EXERCISE BRIEF — Render every line of the data below as a JSON list of strings, one string per line, with blank lines left out. Omit the pictures from the answer.

Rows from a pointing dataset —
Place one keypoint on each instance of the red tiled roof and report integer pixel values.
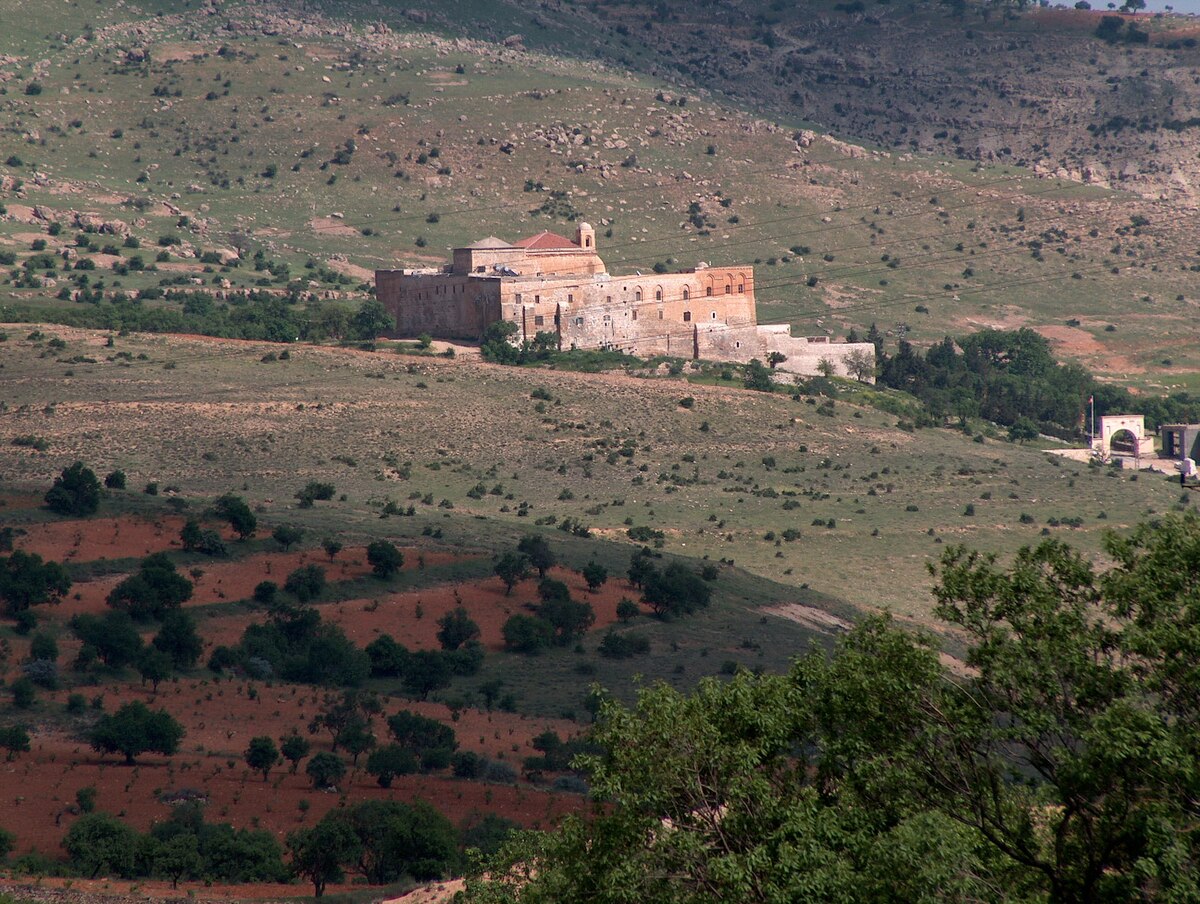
(545, 241)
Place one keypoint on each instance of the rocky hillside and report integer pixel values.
(1115, 103)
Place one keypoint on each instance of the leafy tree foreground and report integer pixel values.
(1060, 765)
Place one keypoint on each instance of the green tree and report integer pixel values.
(235, 510)
(390, 760)
(357, 737)
(76, 491)
(25, 580)
(154, 591)
(537, 549)
(325, 770)
(384, 558)
(293, 749)
(15, 740)
(427, 670)
(43, 646)
(757, 377)
(319, 852)
(430, 740)
(262, 755)
(177, 857)
(178, 639)
(527, 634)
(569, 618)
(400, 839)
(456, 628)
(306, 582)
(287, 536)
(511, 568)
(136, 729)
(595, 575)
(154, 665)
(1023, 430)
(676, 591)
(100, 843)
(191, 534)
(112, 638)
(372, 319)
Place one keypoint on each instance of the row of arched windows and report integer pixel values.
(711, 289)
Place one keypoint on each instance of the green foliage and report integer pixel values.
(262, 755)
(306, 582)
(154, 591)
(1001, 375)
(595, 575)
(295, 645)
(76, 491)
(400, 839)
(384, 558)
(318, 852)
(325, 770)
(527, 634)
(675, 591)
(15, 740)
(235, 510)
(430, 740)
(1054, 768)
(154, 665)
(136, 729)
(112, 638)
(100, 843)
(178, 639)
(537, 550)
(511, 568)
(287, 536)
(456, 628)
(294, 748)
(25, 580)
(390, 760)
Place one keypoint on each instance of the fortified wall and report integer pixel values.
(549, 283)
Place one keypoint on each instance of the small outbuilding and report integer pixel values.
(1181, 441)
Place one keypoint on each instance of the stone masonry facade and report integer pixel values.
(549, 283)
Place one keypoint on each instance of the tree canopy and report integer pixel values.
(1057, 765)
(76, 491)
(136, 729)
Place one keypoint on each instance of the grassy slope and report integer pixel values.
(850, 209)
(222, 420)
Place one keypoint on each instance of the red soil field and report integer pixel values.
(220, 718)
(364, 620)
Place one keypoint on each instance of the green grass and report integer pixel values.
(279, 107)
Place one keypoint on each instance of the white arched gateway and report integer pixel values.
(1122, 433)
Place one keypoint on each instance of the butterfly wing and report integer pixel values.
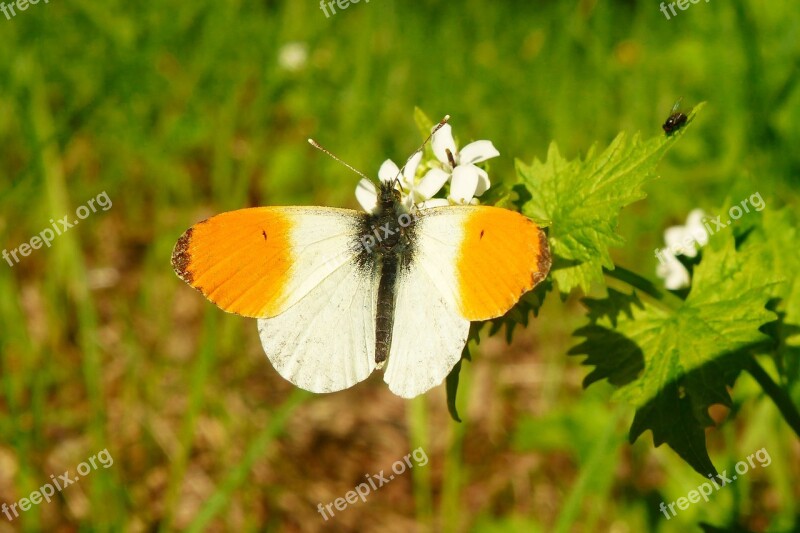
(258, 262)
(469, 263)
(296, 269)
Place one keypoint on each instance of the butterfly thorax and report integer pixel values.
(391, 231)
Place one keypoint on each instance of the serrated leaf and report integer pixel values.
(580, 200)
(673, 365)
(451, 385)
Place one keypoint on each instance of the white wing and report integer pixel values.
(428, 334)
(326, 341)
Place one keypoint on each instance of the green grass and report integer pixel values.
(179, 110)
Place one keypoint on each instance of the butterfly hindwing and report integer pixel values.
(468, 263)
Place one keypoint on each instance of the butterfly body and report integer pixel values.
(393, 228)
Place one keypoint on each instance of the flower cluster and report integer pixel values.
(681, 240)
(419, 187)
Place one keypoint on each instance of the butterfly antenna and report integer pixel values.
(434, 130)
(316, 145)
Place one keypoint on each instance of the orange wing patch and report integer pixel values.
(240, 260)
(502, 256)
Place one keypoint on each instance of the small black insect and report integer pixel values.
(676, 119)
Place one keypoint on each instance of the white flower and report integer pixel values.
(673, 272)
(410, 191)
(467, 180)
(292, 56)
(681, 240)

THE SOLUTION —
[
  "Place one keypoint on each instance of the red tiled roof and report integer pixel values.",
  "(545, 241)",
  "Place one keypoint on each instance of the rocky hillside and report integer pixel values.",
  "(1115, 103)",
  "Place one keypoint on each instance of the leafy tree foreground and report integer pixel values.",
  "(1060, 765)",
  "Place one keypoint on each instance of the green tree and report integer pixel values.",
  "(235, 510)",
  "(390, 760)",
  "(357, 737)",
  "(76, 491)",
  "(25, 580)",
  "(154, 591)",
  "(537, 549)",
  "(325, 770)",
  "(384, 558)",
  "(293, 749)",
  "(15, 740)",
  "(427, 670)",
  "(43, 646)",
  "(757, 377)",
  "(319, 852)",
  "(430, 740)",
  "(262, 755)",
  "(177, 857)",
  "(178, 639)",
  "(527, 634)",
  "(569, 618)",
  "(400, 839)",
  "(456, 628)",
  "(306, 582)",
  "(287, 536)",
  "(511, 568)",
  "(136, 729)",
  "(595, 575)",
  "(154, 665)",
  "(1023, 430)",
  "(676, 591)",
  "(100, 843)",
  "(191, 534)",
  "(112, 638)",
  "(372, 319)",
  "Place one keypoint on each instance of the row of arched windows and report integer pixel values.",
  "(711, 289)",
  "Place one keypoint on each instance of the green foliage and report integer pixel values.",
  "(262, 755)",
  "(306, 582)",
  "(154, 591)",
  "(1001, 375)",
  "(595, 575)",
  "(295, 645)",
  "(76, 491)",
  "(400, 839)",
  "(384, 558)",
  "(318, 852)",
  "(325, 770)",
  "(527, 634)",
  "(675, 591)",
  "(15, 740)",
  "(235, 510)",
  "(430, 740)",
  "(1054, 768)",
  "(154, 665)",
  "(136, 729)",
  "(112, 638)",
  "(100, 843)",
  "(178, 639)",
  "(537, 550)",
  "(511, 568)",
  "(287, 536)",
  "(456, 628)",
  "(294, 748)",
  "(25, 580)",
  "(390, 760)",
  "Place one keypoint on each instance of the fortified wall and report integer pixel values.",
  "(549, 283)",
  "Place one keypoint on each instance of the small outbuilding and report integer pixel values.",
  "(1181, 441)",
  "Place one keypoint on each instance of the stone masonry facade and report integer pixel values.",
  "(549, 283)",
  "Place one keypoint on each instance of the tree canopy and report integer pixel values.",
  "(1057, 765)",
  "(76, 491)",
  "(136, 729)",
  "Place one keypoint on each instance of the grassy slope and report integer pixel values.",
  "(850, 209)",
  "(222, 420)",
  "Place one keypoint on each instance of the red soil field and report integer pixel values.",
  "(220, 718)",
  "(364, 620)",
  "Place one keypoint on each instance of the green grass and report integer pixel values.",
  "(279, 107)",
  "Place one keypoint on each instance of the white arched gateway and report integer pixel values.",
  "(1122, 433)",
  "Place one keypoint on each instance of the butterfly wing and report integer pixel values.",
  "(258, 262)",
  "(469, 263)",
  "(296, 269)",
  "Place one keypoint on each instance of the butterfly thorax and report integer pixel values.",
  "(391, 231)",
  "Place one keypoint on each instance of the serrated leaf and report integer pixel values.",
  "(580, 200)",
  "(673, 365)",
  "(451, 385)",
  "Place one keypoint on each instance of the white wing and report integer pixel values.",
  "(428, 334)",
  "(326, 341)",
  "Place one keypoint on each instance of the green grass and report integer pixel values.",
  "(179, 110)",
  "Place one keypoint on each instance of the butterfly hindwing and report integer pixel values.",
  "(468, 263)",
  "Place one keypoint on each instance of the butterfly body and report integer pixel values.",
  "(393, 228)",
  "Place one keypoint on each instance of the flower cluster and report integer pixel values.",
  "(681, 240)",
  "(419, 187)",
  "Place one keypoint on each instance of the butterfly antenna and report integer pixel values.",
  "(434, 130)",
  "(316, 145)",
  "Place one keypoint on each instance of the orange wing patch and report integer pixel values.",
  "(240, 260)",
  "(502, 256)",
  "Place one keypoint on each instance of the small black insect and report integer pixel values.",
  "(676, 119)",
  "Place one keypoint on each instance of the white flower and report integer pixel values.",
  "(673, 272)",
  "(410, 191)",
  "(467, 180)",
  "(292, 56)",
  "(681, 240)"
]